◆ Reading passage ◆
- - - - - - -

Neural Network 2D Classifier

A fully manual implementation of a feedforward neural network that learns a 2D binary classification boundary using the Adam optimiser. No deep learning frameworks are used, meaning every forward pass, analytical backpropagation step, and weight update is written from scratch in NumPy.

Adapted from the worked example in Higham & Higham (2019).

Overview

Given a random set of labelled 2D points whose classes are defined by a Voronoi tessellation, the network learns to approximate the class boundary. Training progress is captured as an animation, showing the decision region evolve from noise to a well-fitted boundary.

- - - - - - -

◆ Dataset extract ◆
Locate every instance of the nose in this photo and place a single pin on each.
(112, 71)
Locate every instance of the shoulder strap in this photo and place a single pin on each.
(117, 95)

- - - - - - -

◆ Exercise requirements ◆
A: In the neural network classifier text, take the part that opens with the words containing "Neural Network 2D" and closes with "scratch in NumPy.", and rewrite it with "stochastic gradient descent" replacing "Adam optimiser".
B: According to the neural network classifier text, what defines the classes of the random 2D points?
The lines have no role in any of this.

◆ Final answers ◆
A:
Neural Network 2D Classifier

A fully manual implementation of a feedforward neural network that learns a 2D binary classification boundary using the stochastic gradient descent. No deep learning frameworks are used, meaning every forward pass, analytical backpropagation step, and weight update is written from scratch in NumPy.

B: A Voronoi tessellation defines their classes.